[TESTO DA LEGGERE]
******************************
# en allant à votre rencontre



## LasMariannas

Bonjour! Je devrai analyser et traduire le discours de Sarkozy a Villepinte pendant sa campagne présidentielle, mais il y a un problème. 
Je voudrais avoir une traduction pour l'expression suivante, je ne la comprend pas:

"*En allant* à votre rencontre depuis 5 ans, au milieu des pires épreuves, jamais je ne vous ai vus tentés par l'egoisme..."

J'ai pensé au subjoctif mais en italien n'a pas du sense, mais je ne suis pas sure d'avoir compris le sense en français. C'est ça ma tentative:

"*Andandomene* dall'incontro dopo 5 anni.."
​"*Mentre andavo via*..."

Je crois que le problème n'est pas seulement la traduction mais de n'avoir pas compris le sense en français. 
Merci à tous!


----------



## Necsus

Ciao, LM. Non sarà semplicemente "incontrandomi con voi"?


----------



## matoupaschat

Ciao LasMariannas, ciao Necsus ,

Sì, però insiste sul fatto che è lui, Nicolas Sarkozy, a fare il passo (sia fisico che mentale) verso gli interlocutori, dunque direi piuttosto "Venendovi incontro...".
******************************
[ESTRATTI DELL'ELENCO]
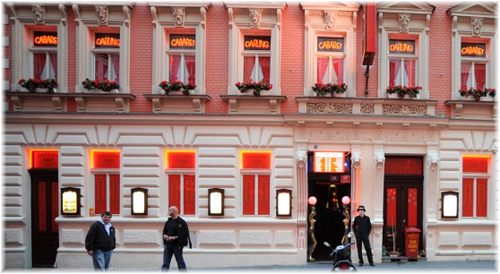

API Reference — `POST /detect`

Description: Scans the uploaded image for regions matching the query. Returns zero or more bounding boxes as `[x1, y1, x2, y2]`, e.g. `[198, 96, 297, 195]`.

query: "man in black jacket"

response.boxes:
[352, 206, 375, 266]
[161, 206, 192, 271]
[85, 211, 116, 271]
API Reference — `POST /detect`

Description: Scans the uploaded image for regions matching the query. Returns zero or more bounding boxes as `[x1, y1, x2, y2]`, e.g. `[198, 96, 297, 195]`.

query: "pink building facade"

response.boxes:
******************************
[DA SVOLGERE]
1. Riscrivi la discussione sul discorso di Sarkozy da "Bonjour! Je devrai" fino a "Merci à tous!" compreso, sostituendo "traduction" con "version".
2. Nella discussione sul discorso di Sarkozy, quale resa italiana propone matoupaschat per "En allant à votre rencontre"?
3. Prosegui la discussione sul discorso di Sarkozy dopo l'ultimo messaggio riportato.
L'elenco è materiale separato e non fa parte del testo.

[ESITI PER COMPITO]
1.
Bonjour! Je devrai analyser et traduire le discours de Sarkozy a Villepinte pendant sa campagne présidentielle, mais il y a un problème. 
Je voudrais avoir une version pour l'expression suivante, je ne la comprend pas:

"*En allant* à votre rencontre depuis 5 ans, au milieu des pires épreuves, jamais je ne vous ai vus tentés par l'egoisme..."

J'ai pensé au subjoctif mais en italien n'a pas du sense, mais je ne suis pas sure d'avoir compris le sense en français. C'est ça ma tentative:

"*Andandomene* dall'incontro dopo 5 anni.."
​"*Mentre andavo via*..."

Je crois que le problème n'est pas seulement la version mais de n'avoir pas compris le sense en français. 
Merci à tous!

2. "Venendovi incontro..."

3.
----------



## LasMariannas

Buongiorno ad entrambi!  
Ecco! Avete ragione, ora ha senso! Invece io mi ero fissata che fosse "andandosene" o comunque "andarsene", mentre la sfumatura era completamente diversa, ora ho capito!  Vi ringrazio entrambi, davvero. Buon fine settimana! 
LM


----------



## asdepiques

Ciao, sono d'accordo con Matoupschat, letteralmente sarebbe venendovi incontro ma forse in italiano potremmo azzardare qualcosa come "facendo di tutto per voi" anche se, trattandosi del discorso di un presidente, ci vorrebbe un registro un po' piu alto, con il significato di "Assecondando i vostri bisogni" o qualcosa del genere...
che ne pensate?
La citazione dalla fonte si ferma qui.